N-body Simulation

Background and Goals

The n-body problem is important in physics in understanding how objects interact with each other via its laws, including the conservation of energy and momentum and Newton's Law of Universal Gravitation. This project uses C++ and CUDA to tackle this problem and uses Python and Matplotlib to visualize the results.

The code is expected to either take in a file that is formatted appropriately to generate the initial state of the bodies or generate a chosen amount of bodies with random parameters. Then the code will perform the simulation on the bodies in 3 possible ways: sequentially, parallel using CPU, and using CUDA. The sequential method, as the name suggests, does not utilize any parallel implementations and serves as a baseline, and the parallel implementation using the CPU allows for a manual number of threads. The final implementation is expected to use CUDA. The simulation has a set number of seconds to be simulated and will be timed so that the efficiency of each method can be compared.

For the simulation, Newton's Law of Universal Gravitation is expected to be maintained. Additionally, when there is a collision, both energy and momentum are expected to be conserved, meaning that there will not be any absorption of bodies.

Methodology and Tricks

The Gist

The juice of the code for the simulation is encapsulated in the NBodySimulator class in src/nbody.h. This class forms the model from a test file or generates random bodies itself, simulates the scenario, and prints any output to the console. Simulations can be rerun with the same NBodySimulator object with different parameters, such as the implementation type to use.

The three implementations follow a similar order for simulating every body every second:

Calculate the total acceleration felt by the body from every other body in the system by iterating over every other body and calculating the gravitational acceleration using the formula from Newton's Law of Universal Gravitation between the two.

▸ Data lines
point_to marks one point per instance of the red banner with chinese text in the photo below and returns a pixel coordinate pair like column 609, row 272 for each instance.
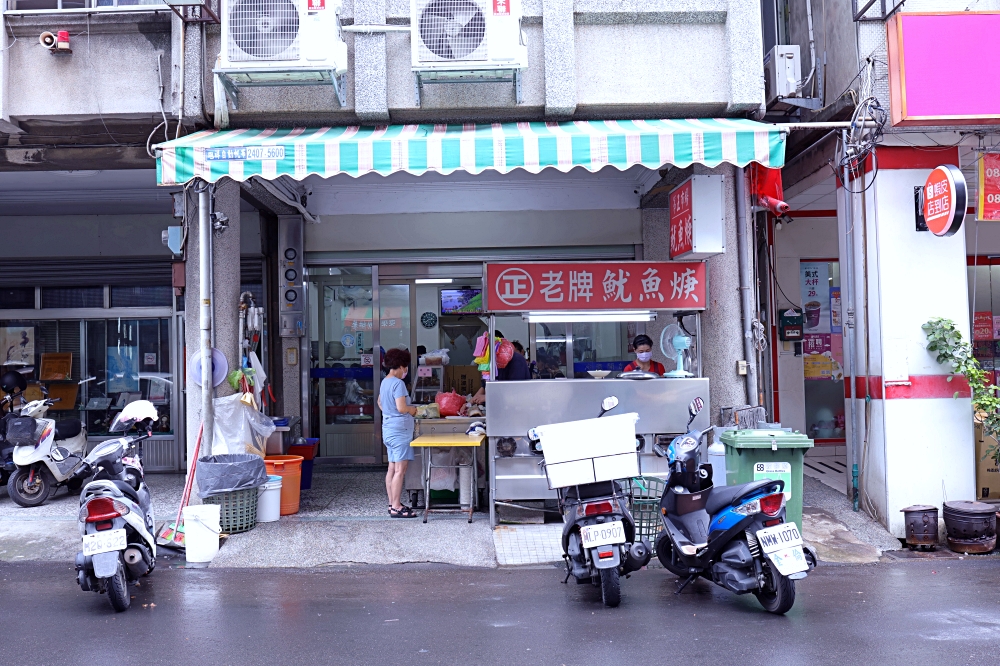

▸ Problem set
**1)** Please retype the N-body simulation write-up from "Background and Goals" to "visualize the results.".
**2)** Continue the N-body simulation write-up after its last sentence.

▸ Task responses
**1)**
Background and Goals

The n-body problem is important in physics in understanding how objects interact with each other via its laws, including the conservation of energy and momentum and Newton's Law of Universal Gravitation. This project uses C++ and CUDA to tackle this problem and uses Python and Matplotlib to visualize the results.

**2)**
Use the acceleration value to modify the velocity, which is a simple addition as the time step is 1 second.
Use the new velocity to modify the position, which is also a simple addition as the time step is 1 second.

There, however, exists a case where two bodies touch each other/collide. In this special case, the code will ignore the acceleration value generated for both bodies and calculate their new velocity as if an elastic collision occurred between the two by derivation from the formulas for the conservation of momentum and energy. Acceleration is ignored because the gravitational force between the two may be too strong due to them being close together, holding the two bodies together, which is not the elastic collisions where the two bodies would "bounce off" each other desired.

Sequential Method

The sequential implementation performs exactly as described in "The Gist" section and is used as a baseline to compare the other two implementations.

CPU Parallel Method

For this implementation, pthread was used to create threads and join them together. The approach is SIMD and similar to the sequential method, except in the final acceleration, velocity, and position calculations, threads are created to parallelize the instructions and the sequential part that remained is handled by thread 0. A barrier is used when the threads need to be on the same page before proceeding.

CUDA Method

The CUDA implementation is similar to the CPU parallel implementation if the number of bodies count of threads is dispatched, but instead of threads on the CPU, it will be the threads in thread blocks on the GPU. Additionally, the data had to be converted into simple arrays, which led to a bit of overhead. Furthermore, instead of a barrier, cudaDeviceSynchronize was used.

Visualization

The visualization is done using Python and Matplotlib. The code takes in the resulting output of the simulation via pipe and converts it into lists of Numpy arrays that contain every body's position for every second. Then, Matplotlib is used to animate the results by illustrating plots as frames. The visualization is saved as a .gif file if needed.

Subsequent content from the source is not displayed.